__MATERIAL FOR THE TASK__.
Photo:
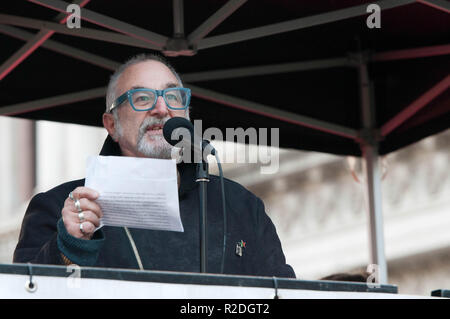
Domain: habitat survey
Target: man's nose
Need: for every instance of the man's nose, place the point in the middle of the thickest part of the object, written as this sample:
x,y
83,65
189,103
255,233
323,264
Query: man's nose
x,y
160,109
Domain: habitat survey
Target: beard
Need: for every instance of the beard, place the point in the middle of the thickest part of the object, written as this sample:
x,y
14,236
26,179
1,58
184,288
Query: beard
x,y
153,146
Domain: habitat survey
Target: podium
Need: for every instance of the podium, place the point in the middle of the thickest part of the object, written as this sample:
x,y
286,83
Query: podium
x,y
25,281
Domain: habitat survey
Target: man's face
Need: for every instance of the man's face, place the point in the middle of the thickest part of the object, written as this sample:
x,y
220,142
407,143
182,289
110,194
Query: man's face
x,y
139,134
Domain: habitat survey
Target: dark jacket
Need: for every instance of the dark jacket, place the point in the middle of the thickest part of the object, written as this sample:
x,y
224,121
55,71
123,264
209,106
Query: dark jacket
x,y
43,236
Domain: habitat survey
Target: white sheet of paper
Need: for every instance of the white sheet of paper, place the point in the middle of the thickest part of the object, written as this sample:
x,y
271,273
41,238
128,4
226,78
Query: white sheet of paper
x,y
136,192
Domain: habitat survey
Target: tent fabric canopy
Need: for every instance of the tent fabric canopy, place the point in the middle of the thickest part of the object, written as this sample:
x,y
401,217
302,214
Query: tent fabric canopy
x,y
289,80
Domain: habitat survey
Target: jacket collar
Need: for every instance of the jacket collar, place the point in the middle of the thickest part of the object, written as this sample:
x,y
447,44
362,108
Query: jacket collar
x,y
187,171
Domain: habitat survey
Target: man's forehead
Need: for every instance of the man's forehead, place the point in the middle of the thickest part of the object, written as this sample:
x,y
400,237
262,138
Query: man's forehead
x,y
147,71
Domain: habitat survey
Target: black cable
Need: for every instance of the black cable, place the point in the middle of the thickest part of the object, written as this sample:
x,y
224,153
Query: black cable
x,y
224,210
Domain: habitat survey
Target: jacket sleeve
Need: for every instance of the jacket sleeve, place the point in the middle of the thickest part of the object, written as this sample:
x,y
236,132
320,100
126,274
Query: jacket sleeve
x,y
271,259
43,236
38,234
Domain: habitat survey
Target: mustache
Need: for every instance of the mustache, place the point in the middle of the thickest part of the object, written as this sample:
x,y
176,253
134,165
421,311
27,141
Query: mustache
x,y
149,121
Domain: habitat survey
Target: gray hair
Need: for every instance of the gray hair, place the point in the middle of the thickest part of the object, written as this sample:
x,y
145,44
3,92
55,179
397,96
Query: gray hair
x,y
111,90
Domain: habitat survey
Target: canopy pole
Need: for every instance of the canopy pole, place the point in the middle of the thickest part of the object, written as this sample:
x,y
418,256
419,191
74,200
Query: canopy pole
x,y
372,174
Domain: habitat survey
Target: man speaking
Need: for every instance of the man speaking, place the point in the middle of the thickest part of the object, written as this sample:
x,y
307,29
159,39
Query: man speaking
x,y
60,225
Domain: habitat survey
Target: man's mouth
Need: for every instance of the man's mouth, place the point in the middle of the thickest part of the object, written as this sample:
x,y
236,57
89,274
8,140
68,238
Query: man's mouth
x,y
155,129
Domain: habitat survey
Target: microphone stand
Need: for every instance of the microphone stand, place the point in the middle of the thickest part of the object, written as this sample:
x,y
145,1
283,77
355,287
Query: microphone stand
x,y
202,180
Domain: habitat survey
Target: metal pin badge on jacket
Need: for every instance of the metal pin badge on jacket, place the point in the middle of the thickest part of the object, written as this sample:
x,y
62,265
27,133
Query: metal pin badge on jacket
x,y
240,248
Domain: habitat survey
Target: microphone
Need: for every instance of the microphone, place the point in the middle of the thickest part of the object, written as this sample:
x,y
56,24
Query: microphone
x,y
179,131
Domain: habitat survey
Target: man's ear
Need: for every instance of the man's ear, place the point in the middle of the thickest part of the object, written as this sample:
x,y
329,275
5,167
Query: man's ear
x,y
108,123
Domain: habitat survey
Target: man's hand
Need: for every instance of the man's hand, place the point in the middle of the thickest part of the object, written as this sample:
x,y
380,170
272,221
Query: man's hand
x,y
90,216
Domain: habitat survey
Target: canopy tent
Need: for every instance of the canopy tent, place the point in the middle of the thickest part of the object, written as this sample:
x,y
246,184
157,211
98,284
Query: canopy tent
x,y
314,69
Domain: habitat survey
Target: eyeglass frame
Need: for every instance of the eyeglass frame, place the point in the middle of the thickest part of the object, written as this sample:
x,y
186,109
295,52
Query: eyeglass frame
x,y
128,94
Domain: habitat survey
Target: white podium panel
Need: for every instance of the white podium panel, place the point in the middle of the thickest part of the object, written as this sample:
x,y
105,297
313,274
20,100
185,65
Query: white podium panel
x,y
75,282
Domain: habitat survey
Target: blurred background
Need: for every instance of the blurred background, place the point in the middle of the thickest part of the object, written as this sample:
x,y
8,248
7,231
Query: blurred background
x,y
316,200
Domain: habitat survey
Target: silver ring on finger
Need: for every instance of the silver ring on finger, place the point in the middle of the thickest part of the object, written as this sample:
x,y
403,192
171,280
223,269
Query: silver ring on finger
x,y
81,217
78,205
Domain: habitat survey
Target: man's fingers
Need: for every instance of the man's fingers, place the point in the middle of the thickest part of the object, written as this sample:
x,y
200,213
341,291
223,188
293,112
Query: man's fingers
x,y
86,204
85,192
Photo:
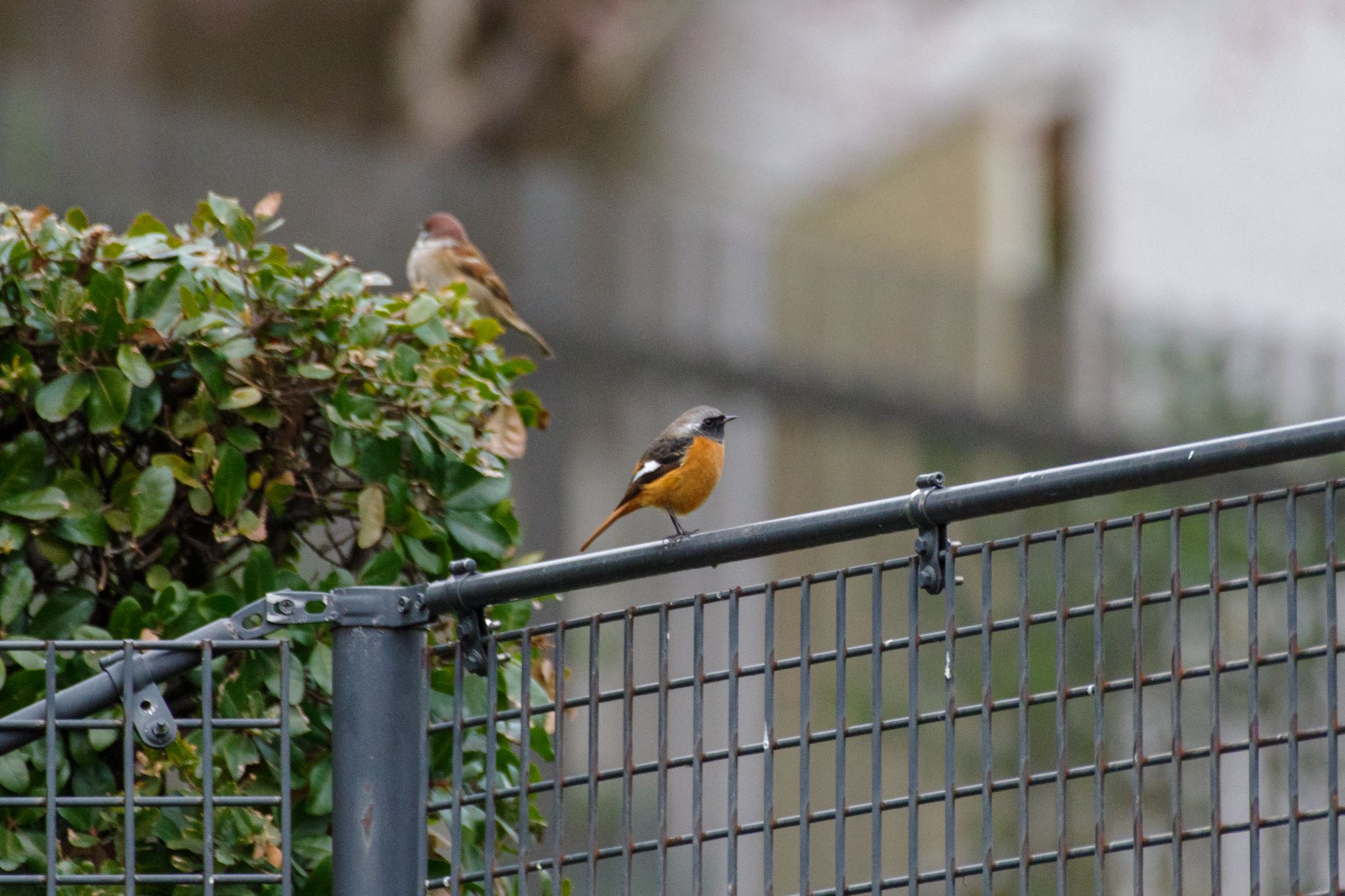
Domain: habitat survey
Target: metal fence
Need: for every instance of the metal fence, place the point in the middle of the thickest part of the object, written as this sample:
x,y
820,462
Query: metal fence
x,y
1139,704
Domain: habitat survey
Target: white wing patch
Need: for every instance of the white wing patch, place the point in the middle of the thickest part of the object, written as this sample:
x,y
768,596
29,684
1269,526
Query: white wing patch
x,y
649,467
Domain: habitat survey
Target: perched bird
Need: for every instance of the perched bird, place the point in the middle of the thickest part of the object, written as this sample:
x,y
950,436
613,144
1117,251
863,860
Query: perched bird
x,y
443,254
678,472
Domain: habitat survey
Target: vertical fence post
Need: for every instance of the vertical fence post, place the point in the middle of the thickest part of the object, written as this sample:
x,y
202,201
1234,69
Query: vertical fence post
x,y
380,761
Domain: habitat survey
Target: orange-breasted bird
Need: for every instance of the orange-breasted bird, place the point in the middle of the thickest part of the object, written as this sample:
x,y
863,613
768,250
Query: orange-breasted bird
x,y
443,254
678,472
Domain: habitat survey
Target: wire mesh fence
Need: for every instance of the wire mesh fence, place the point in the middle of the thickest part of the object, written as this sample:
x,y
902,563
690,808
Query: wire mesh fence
x,y
1143,704
1129,706
163,825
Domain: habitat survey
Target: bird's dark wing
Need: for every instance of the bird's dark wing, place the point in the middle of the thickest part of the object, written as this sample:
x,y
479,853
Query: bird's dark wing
x,y
472,264
663,457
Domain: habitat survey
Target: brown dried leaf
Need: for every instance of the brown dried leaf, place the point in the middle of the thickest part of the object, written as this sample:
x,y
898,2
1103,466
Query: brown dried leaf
x,y
506,436
268,205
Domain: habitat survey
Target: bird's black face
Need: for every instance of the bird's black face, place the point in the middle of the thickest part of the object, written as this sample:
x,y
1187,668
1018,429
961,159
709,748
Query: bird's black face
x,y
713,425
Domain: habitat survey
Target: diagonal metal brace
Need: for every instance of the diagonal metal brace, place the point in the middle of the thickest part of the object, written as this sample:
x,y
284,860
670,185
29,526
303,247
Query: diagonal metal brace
x,y
933,538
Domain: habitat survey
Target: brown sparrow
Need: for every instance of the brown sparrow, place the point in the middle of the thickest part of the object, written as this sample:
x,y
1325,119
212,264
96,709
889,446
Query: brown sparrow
x,y
443,254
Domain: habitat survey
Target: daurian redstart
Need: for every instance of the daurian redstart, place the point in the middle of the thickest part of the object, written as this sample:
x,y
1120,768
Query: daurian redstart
x,y
678,472
443,254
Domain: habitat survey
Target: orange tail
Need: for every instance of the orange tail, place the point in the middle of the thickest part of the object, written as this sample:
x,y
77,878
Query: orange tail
x,y
630,507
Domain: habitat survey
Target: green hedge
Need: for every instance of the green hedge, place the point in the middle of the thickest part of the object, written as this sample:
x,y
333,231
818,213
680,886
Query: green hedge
x,y
191,417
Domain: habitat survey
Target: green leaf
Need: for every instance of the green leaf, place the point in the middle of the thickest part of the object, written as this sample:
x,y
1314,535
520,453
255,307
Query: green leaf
x,y
135,366
370,516
12,536
11,849
380,458
127,620
231,481
242,438
478,532
317,371
39,504
61,396
320,667
382,570
210,367
486,330
22,463
109,399
64,612
423,308
146,223
14,777
470,490
245,396
146,405
263,414
15,590
404,362
76,218
238,752
259,574
200,501
181,469
319,789
89,530
343,448
151,499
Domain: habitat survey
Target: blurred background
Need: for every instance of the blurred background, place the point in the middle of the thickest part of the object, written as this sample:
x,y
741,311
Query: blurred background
x,y
974,237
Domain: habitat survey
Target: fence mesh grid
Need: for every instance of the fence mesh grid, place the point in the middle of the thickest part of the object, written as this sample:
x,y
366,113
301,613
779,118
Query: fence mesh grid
x,y
147,789
1143,704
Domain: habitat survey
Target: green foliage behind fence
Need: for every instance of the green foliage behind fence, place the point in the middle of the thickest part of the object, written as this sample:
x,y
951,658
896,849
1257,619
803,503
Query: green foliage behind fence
x,y
190,418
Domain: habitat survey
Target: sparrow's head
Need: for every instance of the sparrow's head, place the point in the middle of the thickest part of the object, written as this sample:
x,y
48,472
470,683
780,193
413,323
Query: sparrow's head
x,y
704,421
443,226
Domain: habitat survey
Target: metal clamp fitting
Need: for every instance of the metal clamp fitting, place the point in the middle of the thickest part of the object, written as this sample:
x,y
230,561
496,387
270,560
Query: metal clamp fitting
x,y
933,538
380,606
474,629
151,717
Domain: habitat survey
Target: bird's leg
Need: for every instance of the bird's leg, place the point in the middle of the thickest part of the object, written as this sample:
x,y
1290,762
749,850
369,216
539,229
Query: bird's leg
x,y
681,532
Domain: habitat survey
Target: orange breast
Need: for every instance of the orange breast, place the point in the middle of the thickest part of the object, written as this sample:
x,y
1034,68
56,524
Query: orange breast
x,y
686,488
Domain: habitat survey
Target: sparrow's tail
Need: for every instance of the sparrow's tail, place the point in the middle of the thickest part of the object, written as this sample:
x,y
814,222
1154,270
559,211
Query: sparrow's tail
x,y
628,507
537,337
513,319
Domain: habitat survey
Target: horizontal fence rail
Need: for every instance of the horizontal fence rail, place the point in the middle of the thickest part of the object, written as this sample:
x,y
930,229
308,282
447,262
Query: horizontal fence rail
x,y
894,515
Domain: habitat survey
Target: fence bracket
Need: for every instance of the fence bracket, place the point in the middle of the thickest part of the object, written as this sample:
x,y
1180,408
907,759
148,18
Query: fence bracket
x,y
933,538
474,629
376,606
151,717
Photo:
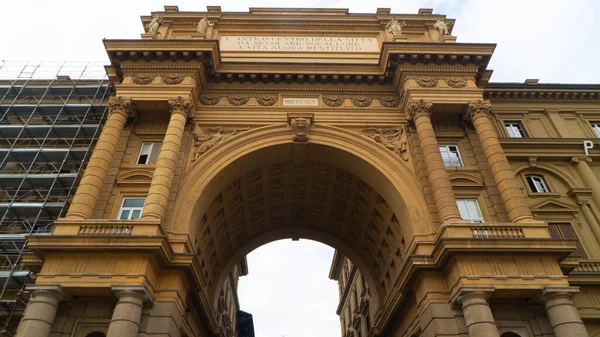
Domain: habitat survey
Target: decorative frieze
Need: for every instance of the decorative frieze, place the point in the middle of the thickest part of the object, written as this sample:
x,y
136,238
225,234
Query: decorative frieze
x,y
333,101
238,100
267,100
172,78
362,101
143,78
394,139
209,99
426,82
209,137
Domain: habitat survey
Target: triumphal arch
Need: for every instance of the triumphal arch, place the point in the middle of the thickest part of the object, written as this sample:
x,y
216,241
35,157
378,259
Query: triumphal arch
x,y
376,134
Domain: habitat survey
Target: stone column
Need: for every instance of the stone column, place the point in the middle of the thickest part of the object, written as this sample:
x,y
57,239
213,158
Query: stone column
x,y
125,321
41,310
562,313
84,201
477,112
419,113
589,178
158,195
476,310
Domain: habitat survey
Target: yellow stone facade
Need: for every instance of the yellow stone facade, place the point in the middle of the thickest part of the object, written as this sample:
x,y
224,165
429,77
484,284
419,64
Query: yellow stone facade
x,y
325,125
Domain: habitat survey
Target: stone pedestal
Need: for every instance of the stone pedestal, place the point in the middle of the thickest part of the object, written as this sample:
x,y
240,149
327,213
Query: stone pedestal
x,y
562,313
125,321
476,310
41,311
441,188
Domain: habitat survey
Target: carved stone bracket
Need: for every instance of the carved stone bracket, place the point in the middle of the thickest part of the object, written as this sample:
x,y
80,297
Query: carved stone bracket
x,y
333,101
207,138
181,105
427,82
209,99
362,101
267,100
143,78
390,101
456,82
476,108
300,123
394,139
172,78
416,108
123,105
238,100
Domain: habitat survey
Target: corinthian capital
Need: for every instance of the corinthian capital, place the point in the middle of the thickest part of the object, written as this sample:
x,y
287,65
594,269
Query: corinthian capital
x,y
122,105
181,105
477,108
418,108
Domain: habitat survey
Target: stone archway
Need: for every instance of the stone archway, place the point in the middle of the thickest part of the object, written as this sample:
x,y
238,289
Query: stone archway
x,y
214,210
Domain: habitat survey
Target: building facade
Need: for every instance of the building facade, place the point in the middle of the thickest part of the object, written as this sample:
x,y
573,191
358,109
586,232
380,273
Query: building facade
x,y
454,205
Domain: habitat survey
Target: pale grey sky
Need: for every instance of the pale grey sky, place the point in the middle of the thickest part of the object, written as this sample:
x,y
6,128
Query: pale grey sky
x,y
288,291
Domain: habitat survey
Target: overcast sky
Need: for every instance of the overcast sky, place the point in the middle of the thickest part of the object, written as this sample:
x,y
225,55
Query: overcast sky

__WHAT TO DO__. Show each line above that contains the word "hand".

__SOLUTION FOR THIS PROBLEM__.
Target: man's hand
Need: for every instance of the man's hand, place the point in the middle of the thickest part of the object, written as this sample:
Query: man's hand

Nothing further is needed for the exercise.